> _Activity_
Return every entry exactly as written.
:::::
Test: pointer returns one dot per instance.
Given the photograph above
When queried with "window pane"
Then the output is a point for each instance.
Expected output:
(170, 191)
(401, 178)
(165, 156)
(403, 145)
:::::
> _Task result_
Test: pointer returns one dot per instance.
Given the photograph above
When queried with "window pane"
Then the output is a point for each instance.
Expected output:
(170, 191)
(401, 178)
(165, 156)
(403, 145)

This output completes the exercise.